Kannst du aus dem Text über Jack Hirschman den Abschnitt von „Jack Hirschman, der“ bis „Pasolini und Artaud.“ wortgetreu abschreiben?

───── VORGEGEBENER TEXT ─────

Red Poet: Über Jack Hirschman
Unlängst ist mit “Red Poet” ein Dokumentarfilm über den amerikanischen Dichter Jack Hirschman erschienen, den sich jeder anschauen sollte, dem die Namen von zeitweiligen Weggefährten Hirschmans geläufig sind: die Namen legendärer Beat-Poeten also wie Michael McClure, Gregory Corso, Bob Kaufman, Jack Micheline oder Lawrence Ferlinghetti.
Jack Hirschman, der 1933 als Sohn russischer Juden aus der zweiten Einwanderergeneration in der Bronx geboren wurde, ist ein sehr produktiver Mensch, ein kompromißloser Dichter, der einen Großteil seines Lebens buchstäblich auf der Straße verbracht und im Verlauf seines Lebens mehr als 100 Gedichtbände (z.B. A „Correspondance of Americans“, „Endless Treshold“, „All That’s Left“, „Front Lines“) entweder selbst geschrieben und veröffentlicht oder als Arbeiten anderer Dichter aus dem Russischen, dem Italienischen, dem Albanischen und sechs weiteren Sprachen übersetzt und dadurch erst in den Vereinigten Staaten bekannt gemacht hat, darunter etwa einen Auszug aus Rilkes „Duineser Elegien“ oder Anthologien von Pasolini und Artaud.
Hirschman ist ein öffentliche Figur, nicht nur in den Straßen von San Francisco, wo er seit über 35 Jahren lebt und u.a. dem Kampf der Obdachlosen um Achtung und Unterkunft seine elektrisierende Stimme verliehen hat, sondern auch in Italien, wo zuletzt sein Hauptwerk, die „Arcanes“, von einem kleinen Verlag in Salerno, den Multimedia Edizioni, zugänglich gemacht wurde. Hirschmans Schreiben ist anfänglich beeinflußt und geprägt von Walt Whitman, James Joyce, Dylan Thomas, Pablo Neruda und Ernest Hemingway, später von Allen Ginsberg, Robert Creeley und Charles Olson.
Als 18jähriger wandte sich Jack Hirschman einmal an Hemingway, der ihm die ermutigende Antwort erteilte: „Junge, ich kann Dir nicht helfen. Du schreibst besser wie ich, als ich so alt war wie Du.“ Hirschmans akademische Laufbahn an der University of California in Los Angeles, er lehrte dort vergleichende Literaturwissenschaften, fand 1966 ein jähes Ende, weil er sich mit den Protesten seiner Studenten gegen den Krieg in Vietnam solidarisiert und dabei etliche Gesetze gebrochen hat. Die zusätzliche Trennung von Frau und Kindern sowie der anschließende Umzug nach San Francisco brachte ihn auf die Straßen und in die Cafés von North Beach, wo er, falls er nicht gerade in Italien weilt, noch heute täglich anzutreffen ist. Mit seiner jetzigen Lebensgefährtin Aggie Falk, einer schwedischen Malerin und Dichterin, bewohnt Jack Hirschman in SF ein winziges Hotelzimmer.

───── ANGEZEIGTE DATEN ─────

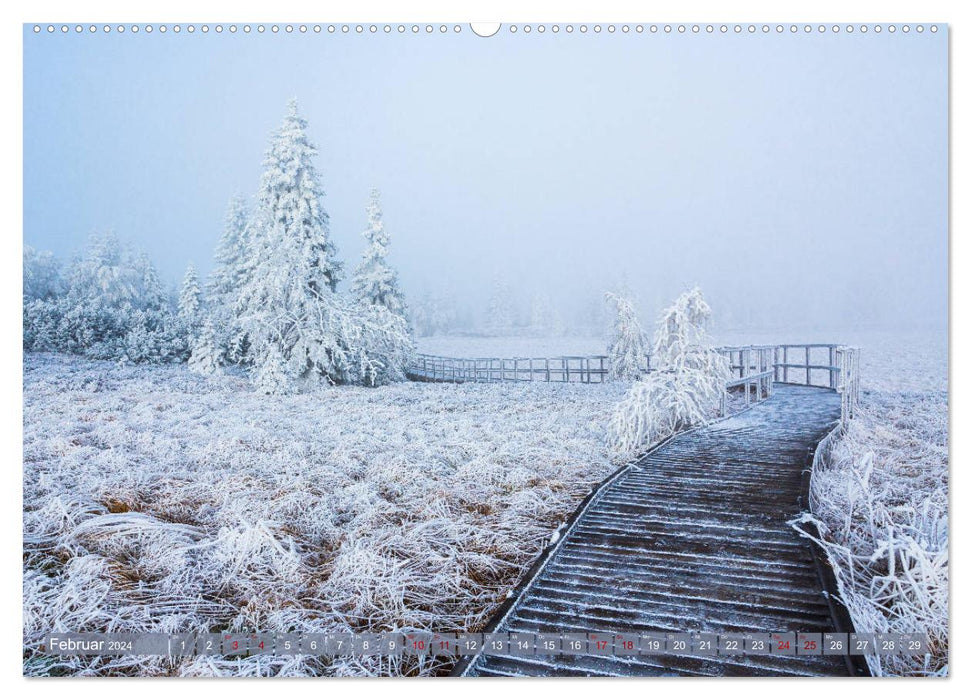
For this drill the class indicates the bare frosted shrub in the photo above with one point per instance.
(628, 345)
(879, 501)
(685, 388)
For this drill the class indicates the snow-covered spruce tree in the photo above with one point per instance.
(297, 326)
(42, 274)
(207, 352)
(628, 347)
(270, 374)
(374, 281)
(114, 307)
(227, 279)
(41, 310)
(684, 389)
(190, 297)
(499, 314)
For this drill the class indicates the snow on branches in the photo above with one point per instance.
(272, 304)
(628, 344)
(376, 282)
(297, 326)
(685, 387)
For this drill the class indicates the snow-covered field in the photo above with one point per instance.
(512, 345)
(882, 496)
(159, 500)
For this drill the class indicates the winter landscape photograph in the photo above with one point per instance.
(394, 350)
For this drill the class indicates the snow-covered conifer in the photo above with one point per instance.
(628, 344)
(296, 323)
(374, 281)
(42, 274)
(190, 297)
(270, 375)
(207, 353)
(499, 314)
(231, 254)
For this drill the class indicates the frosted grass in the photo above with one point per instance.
(159, 500)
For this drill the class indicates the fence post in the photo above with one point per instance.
(832, 363)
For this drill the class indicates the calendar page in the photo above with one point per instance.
(466, 349)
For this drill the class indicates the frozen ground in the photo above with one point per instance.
(882, 496)
(158, 500)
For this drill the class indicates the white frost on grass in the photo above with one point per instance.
(156, 499)
(881, 498)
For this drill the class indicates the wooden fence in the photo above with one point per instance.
(754, 368)
(588, 369)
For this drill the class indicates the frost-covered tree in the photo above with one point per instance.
(271, 375)
(685, 389)
(374, 281)
(295, 321)
(114, 307)
(628, 347)
(500, 313)
(434, 313)
(231, 255)
(207, 352)
(232, 270)
(190, 297)
(42, 274)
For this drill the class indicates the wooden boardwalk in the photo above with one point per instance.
(691, 537)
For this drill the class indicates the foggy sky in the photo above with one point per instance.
(795, 178)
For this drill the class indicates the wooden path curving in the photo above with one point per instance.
(691, 537)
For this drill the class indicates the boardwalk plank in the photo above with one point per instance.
(692, 537)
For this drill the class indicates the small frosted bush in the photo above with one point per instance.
(685, 389)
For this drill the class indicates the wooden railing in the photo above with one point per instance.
(753, 368)
(587, 369)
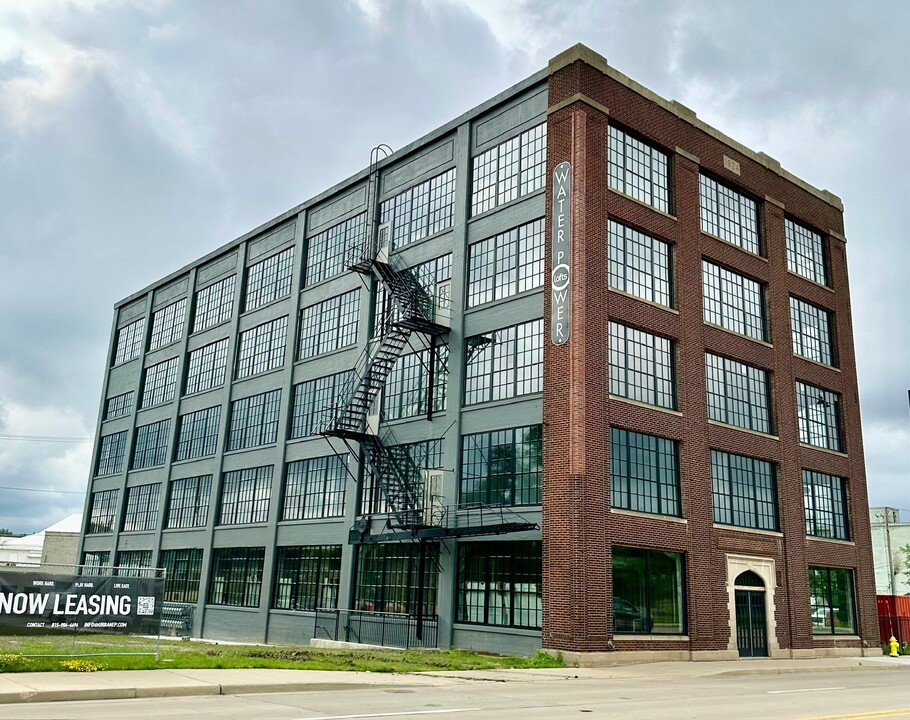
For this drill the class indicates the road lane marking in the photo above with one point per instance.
(782, 692)
(392, 714)
(870, 715)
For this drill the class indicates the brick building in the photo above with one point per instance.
(573, 371)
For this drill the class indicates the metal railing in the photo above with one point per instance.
(366, 627)
(894, 626)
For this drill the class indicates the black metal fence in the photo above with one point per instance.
(372, 628)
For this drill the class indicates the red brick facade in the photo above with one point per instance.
(579, 528)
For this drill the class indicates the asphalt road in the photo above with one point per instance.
(855, 695)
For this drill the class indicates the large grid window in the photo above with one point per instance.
(431, 276)
(141, 507)
(151, 445)
(307, 577)
(637, 169)
(314, 488)
(197, 434)
(262, 348)
(314, 402)
(728, 215)
(744, 491)
(254, 420)
(183, 568)
(644, 473)
(499, 583)
(94, 562)
(111, 453)
(207, 367)
(639, 264)
(160, 383)
(413, 460)
(245, 496)
(329, 251)
(188, 504)
(118, 406)
(733, 301)
(329, 325)
(510, 170)
(269, 279)
(648, 592)
(831, 601)
(811, 329)
(422, 210)
(134, 563)
(103, 512)
(642, 366)
(738, 394)
(129, 342)
(505, 363)
(818, 411)
(167, 324)
(407, 390)
(388, 577)
(236, 576)
(503, 467)
(506, 264)
(214, 303)
(825, 499)
(805, 252)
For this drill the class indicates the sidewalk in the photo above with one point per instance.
(120, 684)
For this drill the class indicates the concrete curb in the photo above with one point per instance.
(125, 685)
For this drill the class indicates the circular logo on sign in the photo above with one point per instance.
(560, 277)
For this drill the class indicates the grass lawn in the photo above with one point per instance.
(102, 655)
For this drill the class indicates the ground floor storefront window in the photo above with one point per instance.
(648, 591)
(831, 601)
(388, 578)
(499, 583)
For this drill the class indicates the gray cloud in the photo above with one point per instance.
(136, 136)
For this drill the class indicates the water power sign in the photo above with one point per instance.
(560, 252)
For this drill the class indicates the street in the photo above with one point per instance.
(837, 695)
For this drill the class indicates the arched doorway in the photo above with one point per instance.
(751, 623)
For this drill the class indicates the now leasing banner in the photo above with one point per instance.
(40, 602)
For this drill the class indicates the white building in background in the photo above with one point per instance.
(890, 533)
(56, 545)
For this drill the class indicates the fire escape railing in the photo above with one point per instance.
(411, 309)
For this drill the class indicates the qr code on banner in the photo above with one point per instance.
(145, 606)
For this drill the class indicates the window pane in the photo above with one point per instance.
(728, 215)
(637, 169)
(811, 328)
(805, 252)
(642, 366)
(644, 474)
(738, 394)
(214, 304)
(819, 416)
(499, 583)
(745, 491)
(510, 170)
(733, 301)
(826, 505)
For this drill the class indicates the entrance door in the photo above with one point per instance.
(751, 625)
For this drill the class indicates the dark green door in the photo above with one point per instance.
(751, 633)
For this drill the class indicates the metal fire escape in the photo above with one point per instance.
(410, 309)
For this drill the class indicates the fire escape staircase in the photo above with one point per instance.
(411, 309)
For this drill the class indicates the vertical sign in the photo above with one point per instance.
(560, 247)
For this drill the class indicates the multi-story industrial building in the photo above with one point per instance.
(573, 371)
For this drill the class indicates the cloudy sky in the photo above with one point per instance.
(137, 135)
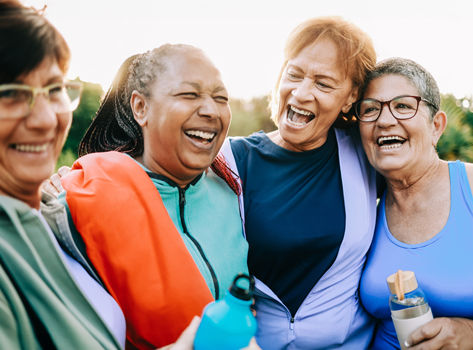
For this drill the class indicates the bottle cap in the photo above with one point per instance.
(406, 278)
(242, 293)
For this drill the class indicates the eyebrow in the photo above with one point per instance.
(54, 79)
(198, 87)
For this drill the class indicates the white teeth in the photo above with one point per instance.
(301, 111)
(383, 139)
(202, 134)
(31, 148)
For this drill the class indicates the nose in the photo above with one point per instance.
(42, 115)
(208, 108)
(302, 92)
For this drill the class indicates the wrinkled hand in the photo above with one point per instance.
(53, 185)
(186, 340)
(443, 333)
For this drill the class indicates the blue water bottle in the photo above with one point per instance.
(228, 323)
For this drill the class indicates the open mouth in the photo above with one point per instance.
(204, 137)
(299, 117)
(30, 148)
(390, 142)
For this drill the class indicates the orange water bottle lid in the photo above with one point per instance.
(402, 282)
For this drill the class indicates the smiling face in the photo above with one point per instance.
(30, 146)
(314, 89)
(398, 148)
(186, 118)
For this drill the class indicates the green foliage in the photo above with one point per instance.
(90, 102)
(250, 116)
(254, 115)
(67, 157)
(457, 139)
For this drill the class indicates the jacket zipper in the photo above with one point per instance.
(182, 202)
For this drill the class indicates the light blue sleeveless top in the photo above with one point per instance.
(443, 265)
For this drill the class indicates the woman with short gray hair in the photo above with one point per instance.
(425, 216)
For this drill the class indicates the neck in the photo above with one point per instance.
(32, 198)
(156, 168)
(414, 183)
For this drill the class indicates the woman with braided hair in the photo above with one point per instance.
(161, 228)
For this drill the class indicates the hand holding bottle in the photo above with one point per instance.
(409, 307)
(443, 333)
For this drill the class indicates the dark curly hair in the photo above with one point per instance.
(38, 37)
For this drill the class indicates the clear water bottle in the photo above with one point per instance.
(228, 324)
(409, 308)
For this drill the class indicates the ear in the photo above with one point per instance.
(350, 100)
(139, 106)
(439, 124)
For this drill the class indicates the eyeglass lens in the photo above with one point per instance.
(403, 107)
(16, 101)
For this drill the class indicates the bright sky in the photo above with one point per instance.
(245, 38)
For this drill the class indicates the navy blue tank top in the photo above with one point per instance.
(294, 213)
(443, 265)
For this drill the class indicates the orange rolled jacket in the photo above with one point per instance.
(135, 247)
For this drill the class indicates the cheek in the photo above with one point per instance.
(64, 125)
(226, 116)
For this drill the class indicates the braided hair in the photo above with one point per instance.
(114, 127)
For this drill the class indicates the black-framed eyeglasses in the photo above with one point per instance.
(401, 107)
(17, 100)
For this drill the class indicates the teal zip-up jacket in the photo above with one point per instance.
(206, 214)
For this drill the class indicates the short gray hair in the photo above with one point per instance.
(415, 73)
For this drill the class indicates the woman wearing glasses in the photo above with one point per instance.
(425, 216)
(47, 299)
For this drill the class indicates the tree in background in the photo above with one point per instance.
(250, 116)
(254, 115)
(83, 115)
(457, 140)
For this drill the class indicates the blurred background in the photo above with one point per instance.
(245, 40)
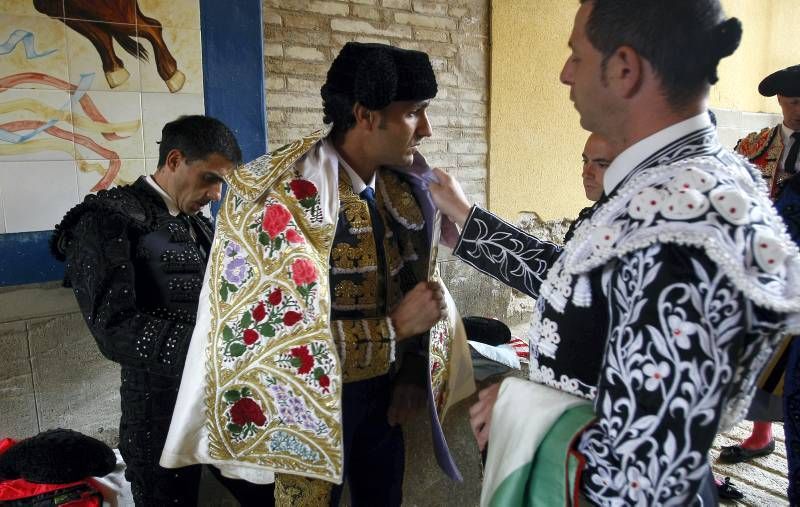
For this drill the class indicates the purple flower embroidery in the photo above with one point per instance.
(236, 270)
(232, 249)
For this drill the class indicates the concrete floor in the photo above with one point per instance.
(762, 480)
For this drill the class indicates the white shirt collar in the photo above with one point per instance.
(634, 155)
(358, 184)
(169, 201)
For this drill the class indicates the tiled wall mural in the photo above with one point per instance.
(85, 87)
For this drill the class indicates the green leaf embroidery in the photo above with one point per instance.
(266, 330)
(237, 349)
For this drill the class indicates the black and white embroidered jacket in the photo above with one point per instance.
(662, 309)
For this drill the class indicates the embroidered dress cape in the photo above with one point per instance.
(261, 392)
(662, 309)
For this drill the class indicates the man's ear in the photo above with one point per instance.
(173, 160)
(625, 71)
(366, 118)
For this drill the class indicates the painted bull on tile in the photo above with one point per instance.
(103, 21)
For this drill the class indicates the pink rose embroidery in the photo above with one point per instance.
(276, 218)
(303, 272)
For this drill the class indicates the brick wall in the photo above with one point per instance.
(304, 36)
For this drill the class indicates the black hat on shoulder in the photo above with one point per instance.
(377, 74)
(785, 82)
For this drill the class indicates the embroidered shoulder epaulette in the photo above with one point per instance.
(252, 179)
(119, 201)
(755, 143)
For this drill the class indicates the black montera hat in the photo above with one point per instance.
(785, 82)
(377, 74)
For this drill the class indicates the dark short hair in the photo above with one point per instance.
(337, 108)
(683, 40)
(197, 137)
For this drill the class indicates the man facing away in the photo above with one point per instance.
(669, 298)
(135, 257)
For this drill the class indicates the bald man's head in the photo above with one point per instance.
(597, 156)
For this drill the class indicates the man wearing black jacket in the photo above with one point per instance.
(135, 257)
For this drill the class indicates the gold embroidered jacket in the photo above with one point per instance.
(261, 390)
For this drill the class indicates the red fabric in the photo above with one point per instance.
(20, 488)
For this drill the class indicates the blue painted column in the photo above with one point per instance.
(233, 82)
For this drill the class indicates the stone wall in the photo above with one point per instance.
(302, 37)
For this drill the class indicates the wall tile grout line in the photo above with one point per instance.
(33, 376)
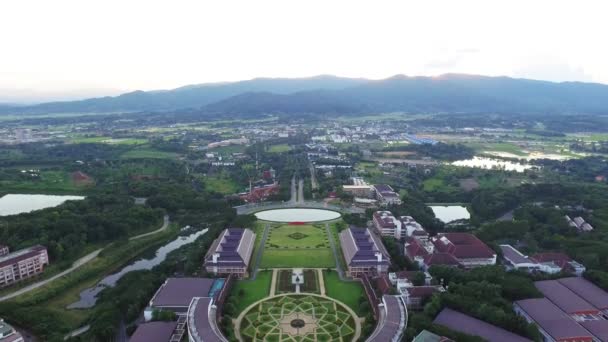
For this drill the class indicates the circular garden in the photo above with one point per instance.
(298, 318)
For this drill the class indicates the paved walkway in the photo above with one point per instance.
(260, 252)
(77, 264)
(332, 244)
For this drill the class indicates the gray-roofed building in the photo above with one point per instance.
(554, 324)
(392, 320)
(176, 294)
(230, 253)
(460, 322)
(588, 291)
(514, 259)
(566, 300)
(364, 252)
(154, 332)
(202, 321)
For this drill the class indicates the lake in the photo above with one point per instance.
(13, 204)
(491, 163)
(297, 215)
(88, 297)
(450, 213)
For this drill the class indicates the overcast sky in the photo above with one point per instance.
(79, 48)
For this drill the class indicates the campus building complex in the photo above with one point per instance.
(22, 264)
(573, 310)
(230, 253)
(364, 252)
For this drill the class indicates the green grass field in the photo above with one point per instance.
(279, 148)
(253, 290)
(297, 246)
(144, 153)
(346, 292)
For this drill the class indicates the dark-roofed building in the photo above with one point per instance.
(364, 252)
(392, 320)
(460, 322)
(177, 293)
(154, 332)
(202, 321)
(230, 253)
(558, 262)
(588, 291)
(466, 248)
(22, 264)
(554, 324)
(567, 300)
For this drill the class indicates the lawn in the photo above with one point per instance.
(297, 236)
(253, 290)
(346, 292)
(142, 153)
(279, 148)
(315, 258)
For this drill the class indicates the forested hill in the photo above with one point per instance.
(452, 93)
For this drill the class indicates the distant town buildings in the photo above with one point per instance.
(21, 264)
(573, 310)
(230, 253)
(364, 252)
(8, 333)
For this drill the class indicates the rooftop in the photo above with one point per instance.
(178, 292)
(154, 332)
(472, 326)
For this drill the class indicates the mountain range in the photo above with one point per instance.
(449, 93)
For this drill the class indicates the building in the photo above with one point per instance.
(568, 301)
(154, 332)
(22, 264)
(8, 333)
(386, 195)
(465, 324)
(175, 294)
(392, 321)
(364, 252)
(427, 336)
(388, 225)
(230, 253)
(558, 262)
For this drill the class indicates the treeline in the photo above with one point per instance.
(68, 229)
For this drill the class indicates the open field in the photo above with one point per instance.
(253, 290)
(279, 148)
(346, 292)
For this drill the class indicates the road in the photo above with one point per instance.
(78, 263)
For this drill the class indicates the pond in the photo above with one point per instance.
(88, 297)
(491, 163)
(297, 215)
(13, 204)
(450, 213)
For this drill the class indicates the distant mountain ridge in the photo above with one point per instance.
(450, 93)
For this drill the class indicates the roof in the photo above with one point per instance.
(178, 292)
(154, 332)
(472, 326)
(564, 298)
(552, 320)
(587, 290)
(393, 322)
(513, 255)
(21, 255)
(462, 245)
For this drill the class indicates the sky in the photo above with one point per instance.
(65, 49)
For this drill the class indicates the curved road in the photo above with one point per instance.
(85, 259)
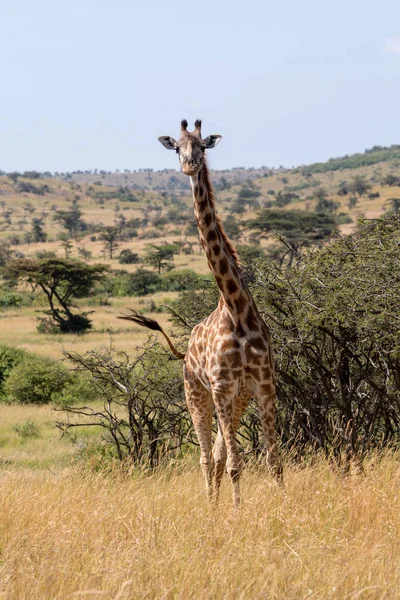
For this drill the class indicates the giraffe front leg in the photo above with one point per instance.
(224, 406)
(219, 451)
(200, 406)
(219, 455)
(265, 395)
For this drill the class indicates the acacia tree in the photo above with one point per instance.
(298, 228)
(110, 236)
(144, 416)
(71, 219)
(160, 257)
(61, 281)
(334, 322)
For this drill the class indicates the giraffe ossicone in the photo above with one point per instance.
(229, 359)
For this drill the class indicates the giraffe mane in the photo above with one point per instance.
(229, 246)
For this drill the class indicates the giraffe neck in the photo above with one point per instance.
(221, 255)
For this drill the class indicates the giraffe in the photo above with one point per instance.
(228, 360)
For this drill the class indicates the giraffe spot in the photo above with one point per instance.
(267, 389)
(255, 360)
(235, 359)
(251, 353)
(208, 219)
(240, 303)
(239, 330)
(258, 343)
(231, 286)
(230, 304)
(251, 320)
(253, 372)
(229, 345)
(211, 237)
(266, 372)
(223, 266)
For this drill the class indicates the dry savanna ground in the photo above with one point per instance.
(72, 533)
(70, 529)
(18, 209)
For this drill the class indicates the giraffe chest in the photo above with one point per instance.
(218, 357)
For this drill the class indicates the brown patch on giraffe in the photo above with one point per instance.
(251, 320)
(231, 286)
(253, 372)
(208, 219)
(219, 281)
(266, 372)
(240, 332)
(202, 205)
(223, 266)
(258, 343)
(267, 389)
(229, 345)
(240, 303)
(235, 359)
(212, 237)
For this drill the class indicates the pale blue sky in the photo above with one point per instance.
(91, 83)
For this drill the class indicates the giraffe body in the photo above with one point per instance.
(228, 360)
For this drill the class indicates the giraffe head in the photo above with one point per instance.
(190, 147)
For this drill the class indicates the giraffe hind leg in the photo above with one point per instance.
(200, 405)
(267, 408)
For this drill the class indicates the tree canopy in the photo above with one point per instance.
(60, 280)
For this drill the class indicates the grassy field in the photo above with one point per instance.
(72, 529)
(71, 533)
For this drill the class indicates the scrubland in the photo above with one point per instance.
(74, 527)
(72, 532)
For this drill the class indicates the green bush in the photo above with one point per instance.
(178, 280)
(27, 429)
(35, 380)
(127, 257)
(79, 390)
(10, 299)
(9, 358)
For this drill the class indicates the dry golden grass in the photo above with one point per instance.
(75, 533)
(18, 328)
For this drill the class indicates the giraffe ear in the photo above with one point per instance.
(168, 142)
(212, 140)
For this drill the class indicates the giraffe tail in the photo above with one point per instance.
(151, 324)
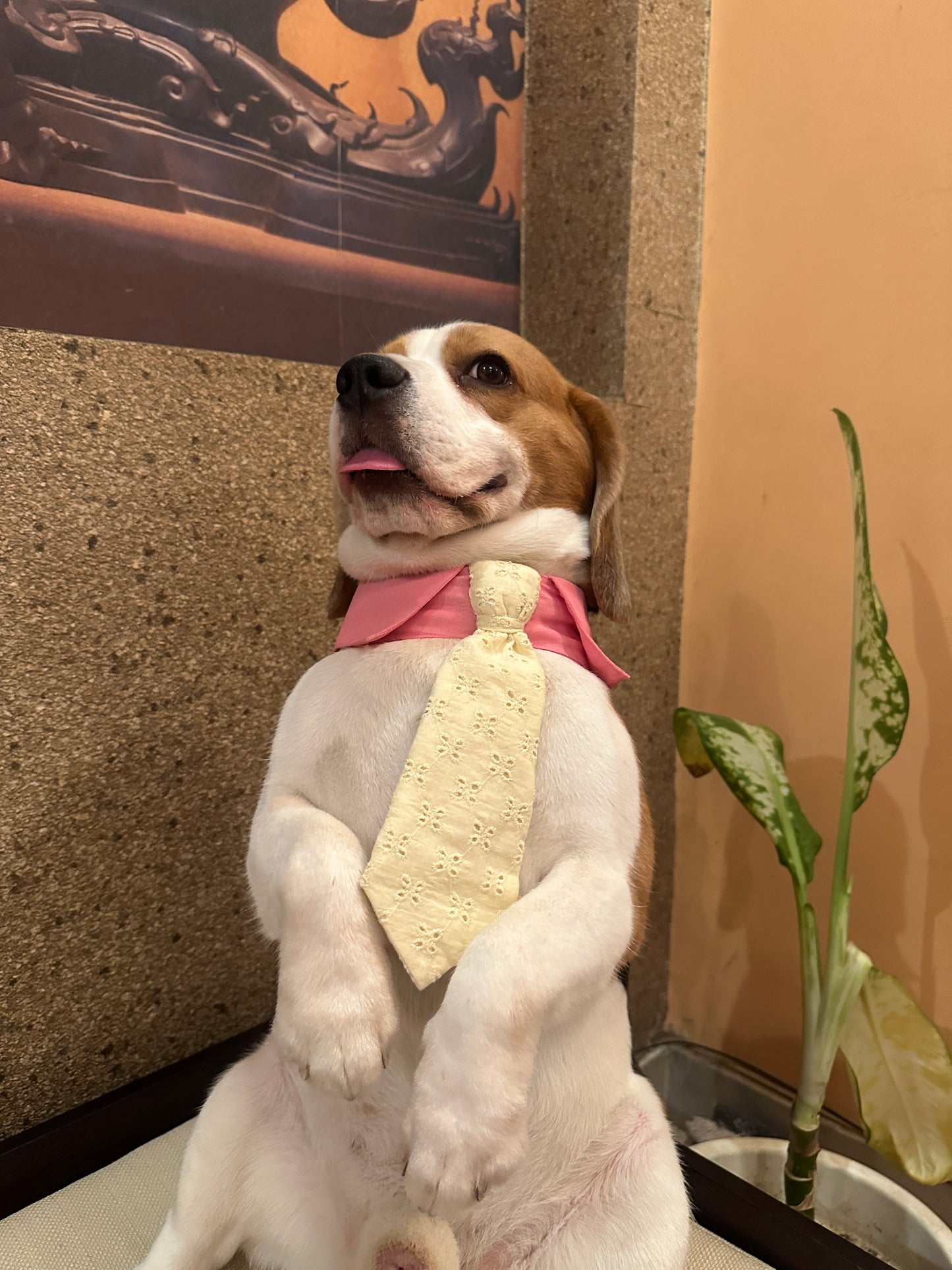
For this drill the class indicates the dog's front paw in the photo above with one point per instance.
(337, 1041)
(467, 1130)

─────

LÖSUNG DER AUFGABE
Jack Hirschman, der 1933 als Sohn russischer Juden aus der zweiten Einwanderergeneration in der Bronx geboren wurde, ist ein sehr produktiver Mensch, ein kompromißloser Dichter, der einen Großteil seines Lebens buchstäblich auf der Straße verbracht und im Verlauf seines Lebens mehr als 100 Gedichtbände (z.B. A „Correspondance of Americans“, „Endless Treshold“, „All That’s Left“, „Front Lines“) entweder selbst geschrieben und veröffentlicht oder als Arbeiten anderer Dichter aus dem Russischen, dem Italienischen, dem Albanischen und sechs weiteren Sprachen übersetzt und dadurch erst in den Vereinigten Staaten bekannt gemacht hat, darunter etwa einen Auszug aus Rilkes „Duineser Elegien“ oder Anthologien von Pasolini und Artaud.